Show each line of the rows below that contains the string "purple".

┄┄┄┄┄┄┄┄┄┄┄┄┄┄┄┄┄┄┄┄

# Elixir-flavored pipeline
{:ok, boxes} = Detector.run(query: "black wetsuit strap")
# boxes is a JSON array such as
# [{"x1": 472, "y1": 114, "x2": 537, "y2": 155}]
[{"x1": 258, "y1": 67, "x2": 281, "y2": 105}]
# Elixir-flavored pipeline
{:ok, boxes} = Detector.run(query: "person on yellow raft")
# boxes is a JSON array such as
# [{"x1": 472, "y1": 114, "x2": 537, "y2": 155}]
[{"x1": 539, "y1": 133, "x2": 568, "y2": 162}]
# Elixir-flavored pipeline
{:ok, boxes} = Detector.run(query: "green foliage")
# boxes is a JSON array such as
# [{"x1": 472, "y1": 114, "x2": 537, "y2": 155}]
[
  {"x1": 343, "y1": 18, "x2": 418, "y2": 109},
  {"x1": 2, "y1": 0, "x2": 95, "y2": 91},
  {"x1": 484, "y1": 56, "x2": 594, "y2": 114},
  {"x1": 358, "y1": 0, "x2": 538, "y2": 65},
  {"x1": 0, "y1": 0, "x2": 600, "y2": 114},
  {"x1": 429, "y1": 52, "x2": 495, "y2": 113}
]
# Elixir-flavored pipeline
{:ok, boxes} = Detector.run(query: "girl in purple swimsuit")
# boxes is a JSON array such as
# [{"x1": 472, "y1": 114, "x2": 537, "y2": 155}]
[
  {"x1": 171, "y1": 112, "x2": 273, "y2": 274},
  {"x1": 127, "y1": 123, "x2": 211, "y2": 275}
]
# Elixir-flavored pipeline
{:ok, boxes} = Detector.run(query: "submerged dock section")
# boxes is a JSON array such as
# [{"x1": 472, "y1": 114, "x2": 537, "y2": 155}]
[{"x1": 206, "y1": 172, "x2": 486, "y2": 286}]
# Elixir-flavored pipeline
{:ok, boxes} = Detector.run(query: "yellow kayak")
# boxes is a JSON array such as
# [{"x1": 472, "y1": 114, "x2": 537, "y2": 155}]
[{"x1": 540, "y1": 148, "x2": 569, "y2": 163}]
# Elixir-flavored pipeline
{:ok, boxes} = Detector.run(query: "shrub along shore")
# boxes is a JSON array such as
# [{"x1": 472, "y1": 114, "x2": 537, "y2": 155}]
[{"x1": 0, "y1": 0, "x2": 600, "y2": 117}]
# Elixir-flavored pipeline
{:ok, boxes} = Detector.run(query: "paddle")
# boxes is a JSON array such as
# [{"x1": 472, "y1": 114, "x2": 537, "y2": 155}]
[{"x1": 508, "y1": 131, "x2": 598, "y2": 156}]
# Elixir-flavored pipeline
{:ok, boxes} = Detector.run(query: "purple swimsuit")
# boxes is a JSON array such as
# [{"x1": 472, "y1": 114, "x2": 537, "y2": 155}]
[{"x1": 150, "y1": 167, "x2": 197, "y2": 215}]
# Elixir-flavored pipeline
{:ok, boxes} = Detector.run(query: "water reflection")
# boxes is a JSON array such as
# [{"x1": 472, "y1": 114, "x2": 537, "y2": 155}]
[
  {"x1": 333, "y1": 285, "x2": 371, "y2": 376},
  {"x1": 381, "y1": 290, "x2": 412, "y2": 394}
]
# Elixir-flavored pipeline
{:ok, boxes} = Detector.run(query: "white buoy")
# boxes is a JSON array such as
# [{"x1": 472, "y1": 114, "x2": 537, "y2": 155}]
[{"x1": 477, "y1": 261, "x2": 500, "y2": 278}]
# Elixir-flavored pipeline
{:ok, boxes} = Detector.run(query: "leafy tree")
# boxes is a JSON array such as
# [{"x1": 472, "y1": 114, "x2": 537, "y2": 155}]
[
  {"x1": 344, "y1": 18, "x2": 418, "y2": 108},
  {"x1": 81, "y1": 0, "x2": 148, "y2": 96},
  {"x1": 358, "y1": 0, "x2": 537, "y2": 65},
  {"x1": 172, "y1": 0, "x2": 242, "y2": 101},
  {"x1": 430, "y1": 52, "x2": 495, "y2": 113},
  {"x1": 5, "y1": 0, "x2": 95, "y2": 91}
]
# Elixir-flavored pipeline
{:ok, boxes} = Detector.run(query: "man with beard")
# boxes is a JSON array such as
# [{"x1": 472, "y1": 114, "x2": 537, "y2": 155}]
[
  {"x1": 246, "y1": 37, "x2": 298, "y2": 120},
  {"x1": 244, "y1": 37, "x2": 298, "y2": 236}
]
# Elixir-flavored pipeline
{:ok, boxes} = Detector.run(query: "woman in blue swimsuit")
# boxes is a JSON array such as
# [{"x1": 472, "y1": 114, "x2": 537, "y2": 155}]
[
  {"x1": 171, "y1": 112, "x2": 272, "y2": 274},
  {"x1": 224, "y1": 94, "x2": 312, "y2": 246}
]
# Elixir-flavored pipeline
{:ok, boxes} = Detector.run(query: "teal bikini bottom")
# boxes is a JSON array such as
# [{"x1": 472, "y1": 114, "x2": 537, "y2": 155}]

┄┄┄┄┄┄┄┄┄┄┄┄┄┄┄┄┄┄┄┄

▶ **Output below**:
{:ok, boxes} = Detector.run(query: "girl in purple swimsuit")
{:ok, boxes} = Detector.run(query: "purple swimsuit")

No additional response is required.